Aim of the task:
Find "Target: green leaf" in the data, then restate the line it sits in and every later line word for word, ending with the last line.

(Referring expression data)
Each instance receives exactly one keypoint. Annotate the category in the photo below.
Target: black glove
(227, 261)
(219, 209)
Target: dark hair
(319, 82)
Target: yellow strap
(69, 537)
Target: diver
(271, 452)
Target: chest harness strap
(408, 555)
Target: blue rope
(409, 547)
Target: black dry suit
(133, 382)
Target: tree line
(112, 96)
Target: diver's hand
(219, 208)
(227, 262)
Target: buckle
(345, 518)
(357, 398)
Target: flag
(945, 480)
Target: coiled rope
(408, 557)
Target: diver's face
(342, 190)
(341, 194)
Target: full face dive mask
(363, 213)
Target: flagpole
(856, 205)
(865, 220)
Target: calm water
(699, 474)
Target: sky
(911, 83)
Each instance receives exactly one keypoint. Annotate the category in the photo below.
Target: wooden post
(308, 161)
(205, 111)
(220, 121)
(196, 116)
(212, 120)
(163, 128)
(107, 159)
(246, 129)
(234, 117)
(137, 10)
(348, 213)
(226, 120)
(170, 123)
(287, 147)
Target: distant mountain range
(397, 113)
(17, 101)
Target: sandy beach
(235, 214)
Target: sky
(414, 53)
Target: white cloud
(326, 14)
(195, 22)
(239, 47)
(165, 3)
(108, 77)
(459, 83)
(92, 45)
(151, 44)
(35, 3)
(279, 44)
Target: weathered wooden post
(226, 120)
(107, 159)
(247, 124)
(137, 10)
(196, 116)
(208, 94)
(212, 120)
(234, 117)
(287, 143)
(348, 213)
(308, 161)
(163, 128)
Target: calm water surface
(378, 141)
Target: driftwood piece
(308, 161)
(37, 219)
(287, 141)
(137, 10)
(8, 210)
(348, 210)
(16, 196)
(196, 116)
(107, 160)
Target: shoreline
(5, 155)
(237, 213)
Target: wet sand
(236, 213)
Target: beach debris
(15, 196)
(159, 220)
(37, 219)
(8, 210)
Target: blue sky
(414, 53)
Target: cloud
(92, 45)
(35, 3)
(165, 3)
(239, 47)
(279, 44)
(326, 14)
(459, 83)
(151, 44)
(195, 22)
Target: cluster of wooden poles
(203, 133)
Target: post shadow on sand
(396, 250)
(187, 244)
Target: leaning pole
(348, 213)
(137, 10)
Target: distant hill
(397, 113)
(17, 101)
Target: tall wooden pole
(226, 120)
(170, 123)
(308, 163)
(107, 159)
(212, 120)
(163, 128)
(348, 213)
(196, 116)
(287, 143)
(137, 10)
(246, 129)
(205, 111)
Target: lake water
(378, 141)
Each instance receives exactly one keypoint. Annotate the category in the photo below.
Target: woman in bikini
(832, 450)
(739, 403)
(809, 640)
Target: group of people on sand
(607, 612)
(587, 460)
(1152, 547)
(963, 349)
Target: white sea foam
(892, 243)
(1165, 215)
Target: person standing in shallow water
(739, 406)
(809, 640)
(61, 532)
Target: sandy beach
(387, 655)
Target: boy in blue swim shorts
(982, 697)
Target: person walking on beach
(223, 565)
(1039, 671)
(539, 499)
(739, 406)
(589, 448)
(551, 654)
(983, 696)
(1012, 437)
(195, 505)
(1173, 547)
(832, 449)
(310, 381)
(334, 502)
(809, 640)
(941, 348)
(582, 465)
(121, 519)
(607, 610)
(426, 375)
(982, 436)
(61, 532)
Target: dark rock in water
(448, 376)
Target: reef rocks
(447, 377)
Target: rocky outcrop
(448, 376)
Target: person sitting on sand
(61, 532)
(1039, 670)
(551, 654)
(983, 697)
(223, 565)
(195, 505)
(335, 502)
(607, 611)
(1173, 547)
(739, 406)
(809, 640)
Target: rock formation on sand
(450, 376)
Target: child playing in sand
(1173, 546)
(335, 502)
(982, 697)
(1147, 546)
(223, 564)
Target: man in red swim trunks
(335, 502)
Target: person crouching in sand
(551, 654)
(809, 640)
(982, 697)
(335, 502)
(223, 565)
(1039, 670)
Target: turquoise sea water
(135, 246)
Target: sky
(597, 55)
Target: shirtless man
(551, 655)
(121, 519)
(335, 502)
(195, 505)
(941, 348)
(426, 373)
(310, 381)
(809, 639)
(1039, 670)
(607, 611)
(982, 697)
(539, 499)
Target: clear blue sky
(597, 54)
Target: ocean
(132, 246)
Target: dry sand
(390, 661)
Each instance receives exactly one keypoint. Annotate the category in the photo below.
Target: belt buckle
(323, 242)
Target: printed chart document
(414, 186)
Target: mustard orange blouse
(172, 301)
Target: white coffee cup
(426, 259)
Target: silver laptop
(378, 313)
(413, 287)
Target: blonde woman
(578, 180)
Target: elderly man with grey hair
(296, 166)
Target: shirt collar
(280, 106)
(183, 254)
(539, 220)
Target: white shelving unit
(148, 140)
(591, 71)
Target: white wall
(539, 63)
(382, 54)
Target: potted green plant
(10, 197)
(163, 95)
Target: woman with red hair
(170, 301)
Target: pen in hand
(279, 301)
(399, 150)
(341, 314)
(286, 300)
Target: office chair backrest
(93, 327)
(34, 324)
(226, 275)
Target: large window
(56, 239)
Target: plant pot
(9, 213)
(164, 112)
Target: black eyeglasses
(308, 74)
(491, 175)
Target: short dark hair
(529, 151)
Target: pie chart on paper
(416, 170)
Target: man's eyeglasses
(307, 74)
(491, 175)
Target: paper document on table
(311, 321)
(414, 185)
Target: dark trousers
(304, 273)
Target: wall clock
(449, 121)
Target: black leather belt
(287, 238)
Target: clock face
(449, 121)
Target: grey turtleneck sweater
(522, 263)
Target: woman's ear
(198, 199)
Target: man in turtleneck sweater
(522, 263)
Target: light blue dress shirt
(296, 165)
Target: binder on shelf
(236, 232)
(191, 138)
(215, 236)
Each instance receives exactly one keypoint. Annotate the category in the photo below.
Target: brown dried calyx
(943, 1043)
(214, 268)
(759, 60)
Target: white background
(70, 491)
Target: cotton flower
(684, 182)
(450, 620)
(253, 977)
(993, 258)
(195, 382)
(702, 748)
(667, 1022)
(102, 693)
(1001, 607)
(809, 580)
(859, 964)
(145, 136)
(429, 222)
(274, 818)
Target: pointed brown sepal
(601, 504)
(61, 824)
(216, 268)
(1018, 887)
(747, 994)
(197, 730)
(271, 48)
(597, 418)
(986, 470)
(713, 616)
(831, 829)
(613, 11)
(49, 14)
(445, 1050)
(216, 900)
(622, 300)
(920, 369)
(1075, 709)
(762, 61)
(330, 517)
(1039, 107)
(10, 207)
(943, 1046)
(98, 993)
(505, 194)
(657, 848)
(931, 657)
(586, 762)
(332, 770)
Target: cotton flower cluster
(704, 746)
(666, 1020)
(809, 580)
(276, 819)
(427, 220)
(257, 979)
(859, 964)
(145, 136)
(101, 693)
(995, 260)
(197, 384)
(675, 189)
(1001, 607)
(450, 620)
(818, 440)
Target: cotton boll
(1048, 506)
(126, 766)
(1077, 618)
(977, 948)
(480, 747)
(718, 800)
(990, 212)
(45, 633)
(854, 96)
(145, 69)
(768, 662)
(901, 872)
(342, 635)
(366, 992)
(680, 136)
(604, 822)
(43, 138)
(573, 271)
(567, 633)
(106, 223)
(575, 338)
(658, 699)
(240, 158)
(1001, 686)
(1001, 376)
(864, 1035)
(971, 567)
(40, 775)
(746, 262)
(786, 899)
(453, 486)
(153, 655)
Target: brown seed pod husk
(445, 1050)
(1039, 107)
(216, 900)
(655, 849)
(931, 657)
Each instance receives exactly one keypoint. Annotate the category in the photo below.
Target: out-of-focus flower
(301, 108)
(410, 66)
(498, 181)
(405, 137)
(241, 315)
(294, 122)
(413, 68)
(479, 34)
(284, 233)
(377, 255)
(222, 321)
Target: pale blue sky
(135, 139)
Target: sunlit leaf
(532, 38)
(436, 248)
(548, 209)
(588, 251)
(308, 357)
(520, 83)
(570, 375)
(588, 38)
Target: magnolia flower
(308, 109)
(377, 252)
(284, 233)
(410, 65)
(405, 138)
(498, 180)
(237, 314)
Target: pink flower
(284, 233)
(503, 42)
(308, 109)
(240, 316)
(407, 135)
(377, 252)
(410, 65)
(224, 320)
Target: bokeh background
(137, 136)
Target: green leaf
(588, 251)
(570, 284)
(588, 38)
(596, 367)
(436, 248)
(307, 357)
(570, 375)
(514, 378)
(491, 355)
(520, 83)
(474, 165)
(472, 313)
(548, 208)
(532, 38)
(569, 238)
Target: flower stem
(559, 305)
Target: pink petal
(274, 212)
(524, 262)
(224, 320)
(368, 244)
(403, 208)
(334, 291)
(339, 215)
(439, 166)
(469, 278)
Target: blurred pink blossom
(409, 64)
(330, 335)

Answer for the task:
Target: green leaf
(588, 251)
(570, 284)
(588, 38)
(596, 367)
(436, 248)
(307, 357)
(570, 375)
(514, 378)
(491, 355)
(520, 83)
(474, 165)
(472, 313)
(548, 208)
(532, 38)
(569, 238)
Target: flower stem
(559, 305)
Target: pink petal
(274, 212)
(524, 262)
(224, 320)
(368, 244)
(403, 208)
(334, 291)
(339, 215)
(439, 166)
(469, 278)
Target: blurred pink blossom
(409, 64)
(330, 335)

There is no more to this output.